Dataset excerpts
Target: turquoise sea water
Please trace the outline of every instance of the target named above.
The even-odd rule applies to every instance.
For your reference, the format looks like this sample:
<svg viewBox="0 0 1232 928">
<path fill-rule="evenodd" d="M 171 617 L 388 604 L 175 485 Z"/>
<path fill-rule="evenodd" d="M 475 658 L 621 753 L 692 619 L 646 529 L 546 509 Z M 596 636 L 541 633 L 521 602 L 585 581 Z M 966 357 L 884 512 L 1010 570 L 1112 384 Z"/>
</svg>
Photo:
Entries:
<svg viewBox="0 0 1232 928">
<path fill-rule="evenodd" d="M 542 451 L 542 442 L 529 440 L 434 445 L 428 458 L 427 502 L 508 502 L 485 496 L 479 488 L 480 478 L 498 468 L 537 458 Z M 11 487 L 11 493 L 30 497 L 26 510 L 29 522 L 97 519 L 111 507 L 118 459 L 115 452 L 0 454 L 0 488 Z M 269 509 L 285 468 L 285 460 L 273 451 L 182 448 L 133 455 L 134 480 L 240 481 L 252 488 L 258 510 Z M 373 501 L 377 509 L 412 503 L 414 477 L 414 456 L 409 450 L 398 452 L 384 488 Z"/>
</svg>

### Activity
Reproduce every record above, word for word.

### Task answer
Target: turquoise sea water
Please trace the outline of every instance of the target named above.
The even-odd rule applies to every instance.
For your reference, the format looks like this sample:
<svg viewBox="0 0 1232 928">
<path fill-rule="evenodd" d="M 171 617 L 388 604 L 175 485 Z"/>
<path fill-rule="evenodd" d="M 475 658 L 621 753 L 692 619 L 646 529 L 546 509 Z M 596 636 L 541 633 L 521 602 L 585 581 Z M 966 357 L 884 512 L 1010 570 L 1112 384 Z"/>
</svg>
Photo:
Entries:
<svg viewBox="0 0 1232 928">
<path fill-rule="evenodd" d="M 542 451 L 542 442 L 529 440 L 434 445 L 428 458 L 427 502 L 508 502 L 485 496 L 479 488 L 480 478 L 498 468 L 537 458 Z M 11 487 L 11 493 L 30 497 L 26 510 L 29 522 L 97 519 L 111 507 L 118 459 L 115 452 L 0 454 L 0 488 Z M 269 509 L 285 468 L 285 460 L 273 451 L 182 448 L 133 455 L 134 480 L 240 481 L 252 488 L 258 510 Z M 373 501 L 377 509 L 412 503 L 414 477 L 414 456 L 409 450 L 398 452 L 384 488 Z"/>
</svg>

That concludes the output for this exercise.